- [PROVIDED TEXT]:
☆ ☆ ☆ ☆ ☆

# Aylesbury Ducks



## thewonderhorse (7 August 2015)

Hi Folks, I am taking delivery of two Aylesbury Ducks next weekend. I have a duck house and a large pen sorted for them and also an existing pond. I know that they eat corn and quite like a bit of tomato etc but are there any duck owners on here that can tell me more?
My late grandmother used to breed Aylesbury's so it will be the first time they have come back to the farm in 30 + years since she passed away.
I am getting 1 duck and 1 drake. 
Im looking forward to my new arrivals and will be keen to learn and look after them to the best of my ability 
Am I right in thinking I should keep them in their pen for a bit before hopefully letting them free range a bit??. Obviously they will be shut up safely in their house at night but I have a large paddock that they could potter about in and there are plenty of slugs/worms to be had!


----------



## Tronk (7 August 2015)

We had Aylesburys for years when I was a child. Great that you've got a pond- I think ducks with no pond is just wrong! We used to feed them on layers pellets I seem to remember. They had their food at night to get them in the hutch away from Mr Fox. My Mum also used to boil up a hideous concoction which she called 'Mash' - basically all the veg peelings etc boiled up. The ducks loved it! They were rubbish at sitting on their eggs though- we got a Muscovy in to do that for them!


----------



## thewonderhorse (7 August 2015)

Yes I totally agree. I wouldn't have ducks unless I had a pond. That's a good idea re the food.  Thank you


----------

☆ ☆ ☆ ☆ ☆

- [GOAL 1]: How many lines of the entries contain the string "white", counting case? Give only the number.
The Aylesbury duck thread has no connection to the entries that follow it.

☆ ☆ ☆ ☆ ☆

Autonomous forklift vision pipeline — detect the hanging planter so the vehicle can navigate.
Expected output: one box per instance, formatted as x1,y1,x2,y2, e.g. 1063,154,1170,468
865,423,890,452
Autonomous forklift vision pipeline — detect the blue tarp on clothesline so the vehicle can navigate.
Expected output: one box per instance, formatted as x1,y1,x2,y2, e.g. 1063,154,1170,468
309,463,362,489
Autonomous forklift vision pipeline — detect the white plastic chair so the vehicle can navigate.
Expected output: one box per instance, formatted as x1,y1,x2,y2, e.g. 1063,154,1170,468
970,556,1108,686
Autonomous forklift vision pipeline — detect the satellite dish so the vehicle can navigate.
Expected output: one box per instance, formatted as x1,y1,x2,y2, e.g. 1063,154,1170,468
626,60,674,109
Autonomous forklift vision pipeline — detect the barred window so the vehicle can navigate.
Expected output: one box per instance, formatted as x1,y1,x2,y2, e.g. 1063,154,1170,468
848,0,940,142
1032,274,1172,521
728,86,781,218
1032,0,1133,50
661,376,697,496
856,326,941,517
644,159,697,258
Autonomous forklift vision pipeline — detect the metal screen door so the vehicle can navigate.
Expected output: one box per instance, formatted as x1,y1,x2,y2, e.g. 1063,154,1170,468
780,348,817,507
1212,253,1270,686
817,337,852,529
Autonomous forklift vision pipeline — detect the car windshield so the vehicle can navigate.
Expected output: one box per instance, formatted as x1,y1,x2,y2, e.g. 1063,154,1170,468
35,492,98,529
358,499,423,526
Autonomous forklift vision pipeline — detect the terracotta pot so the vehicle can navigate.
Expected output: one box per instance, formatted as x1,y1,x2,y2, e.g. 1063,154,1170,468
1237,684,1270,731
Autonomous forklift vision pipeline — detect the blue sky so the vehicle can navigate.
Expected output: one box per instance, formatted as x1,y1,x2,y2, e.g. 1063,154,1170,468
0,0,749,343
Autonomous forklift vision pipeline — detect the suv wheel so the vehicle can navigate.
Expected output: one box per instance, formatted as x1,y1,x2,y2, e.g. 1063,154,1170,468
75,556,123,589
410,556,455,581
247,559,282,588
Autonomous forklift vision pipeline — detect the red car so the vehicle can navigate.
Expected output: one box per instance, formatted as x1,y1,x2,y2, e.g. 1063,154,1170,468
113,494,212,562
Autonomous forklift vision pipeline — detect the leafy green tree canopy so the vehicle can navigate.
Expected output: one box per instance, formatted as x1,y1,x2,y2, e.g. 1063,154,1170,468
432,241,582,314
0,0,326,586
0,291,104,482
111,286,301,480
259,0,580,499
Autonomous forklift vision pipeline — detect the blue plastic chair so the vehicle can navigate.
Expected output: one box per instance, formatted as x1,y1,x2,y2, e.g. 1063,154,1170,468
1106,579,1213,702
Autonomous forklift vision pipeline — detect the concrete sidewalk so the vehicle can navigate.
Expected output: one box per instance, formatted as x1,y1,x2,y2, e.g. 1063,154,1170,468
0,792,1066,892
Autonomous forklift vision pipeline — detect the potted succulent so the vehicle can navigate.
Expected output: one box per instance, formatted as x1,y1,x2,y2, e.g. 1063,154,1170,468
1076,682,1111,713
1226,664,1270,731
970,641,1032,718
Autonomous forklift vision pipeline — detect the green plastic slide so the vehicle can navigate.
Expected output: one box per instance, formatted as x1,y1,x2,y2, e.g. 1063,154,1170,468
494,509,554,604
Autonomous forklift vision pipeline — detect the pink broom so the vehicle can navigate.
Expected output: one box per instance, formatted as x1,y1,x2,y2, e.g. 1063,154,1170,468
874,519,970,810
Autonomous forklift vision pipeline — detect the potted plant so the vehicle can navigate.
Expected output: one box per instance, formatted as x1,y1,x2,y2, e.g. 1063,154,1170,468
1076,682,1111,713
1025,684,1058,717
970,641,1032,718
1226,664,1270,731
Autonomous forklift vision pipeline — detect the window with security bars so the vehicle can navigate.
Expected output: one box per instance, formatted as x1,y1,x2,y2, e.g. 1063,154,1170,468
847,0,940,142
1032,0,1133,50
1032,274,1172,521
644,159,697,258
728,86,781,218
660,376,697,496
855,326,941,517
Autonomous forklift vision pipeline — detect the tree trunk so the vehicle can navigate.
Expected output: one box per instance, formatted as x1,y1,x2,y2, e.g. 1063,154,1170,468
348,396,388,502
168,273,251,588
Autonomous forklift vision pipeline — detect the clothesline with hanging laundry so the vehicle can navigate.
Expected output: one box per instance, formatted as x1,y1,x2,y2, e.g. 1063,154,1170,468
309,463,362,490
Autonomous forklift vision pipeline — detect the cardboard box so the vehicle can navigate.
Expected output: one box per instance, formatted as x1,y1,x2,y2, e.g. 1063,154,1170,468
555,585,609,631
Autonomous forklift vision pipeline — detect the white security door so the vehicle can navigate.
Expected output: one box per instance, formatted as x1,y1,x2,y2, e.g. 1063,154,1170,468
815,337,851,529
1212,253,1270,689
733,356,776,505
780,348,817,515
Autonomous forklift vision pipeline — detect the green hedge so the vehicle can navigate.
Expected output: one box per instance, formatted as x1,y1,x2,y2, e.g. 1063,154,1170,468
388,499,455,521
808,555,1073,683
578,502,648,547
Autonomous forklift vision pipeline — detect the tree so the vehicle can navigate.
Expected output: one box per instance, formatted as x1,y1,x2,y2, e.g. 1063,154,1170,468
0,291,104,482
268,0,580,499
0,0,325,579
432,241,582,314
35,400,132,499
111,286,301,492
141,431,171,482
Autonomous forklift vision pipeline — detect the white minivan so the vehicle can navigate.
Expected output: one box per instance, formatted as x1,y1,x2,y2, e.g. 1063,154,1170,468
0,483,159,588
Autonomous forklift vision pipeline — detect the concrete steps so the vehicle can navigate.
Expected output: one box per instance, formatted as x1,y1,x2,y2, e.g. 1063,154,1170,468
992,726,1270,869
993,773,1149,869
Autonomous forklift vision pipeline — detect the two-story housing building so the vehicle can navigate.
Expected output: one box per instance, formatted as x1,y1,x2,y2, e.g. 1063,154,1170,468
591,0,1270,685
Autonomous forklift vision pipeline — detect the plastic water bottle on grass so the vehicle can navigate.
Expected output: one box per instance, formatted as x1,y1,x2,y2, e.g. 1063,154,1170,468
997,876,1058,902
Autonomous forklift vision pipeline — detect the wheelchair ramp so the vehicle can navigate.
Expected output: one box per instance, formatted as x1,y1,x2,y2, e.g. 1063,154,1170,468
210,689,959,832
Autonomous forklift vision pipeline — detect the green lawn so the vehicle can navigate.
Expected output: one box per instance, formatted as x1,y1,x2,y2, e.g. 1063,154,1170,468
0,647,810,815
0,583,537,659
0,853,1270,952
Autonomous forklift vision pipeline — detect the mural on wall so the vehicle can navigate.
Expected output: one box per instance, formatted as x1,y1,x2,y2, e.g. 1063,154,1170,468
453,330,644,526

☆ ☆ ☆ ☆ ☆

- [GOAL 2]: Output the stretch of the Aylesbury duck thread from "We had Aylesburys" through "that for them!".

- [WRITTEN ANSWER 1]: 3

- [WRITTEN ANSWER 2]:
We had Aylesburys for years when I was a child. Great that you've got a pond- I think ducks with no pond is just wrong! We used to feed them on layers pellets I seem to remember. They had their food at night to get them in the hutch away from Mr Fox. My Mum also used to boil up a hideous concoction which she called 'Mash' - basically all the veg peelings etc boiled up. The ducks loved it! They were rubbish at sitting on their eggs though- we got a Muscovy in to do that for them!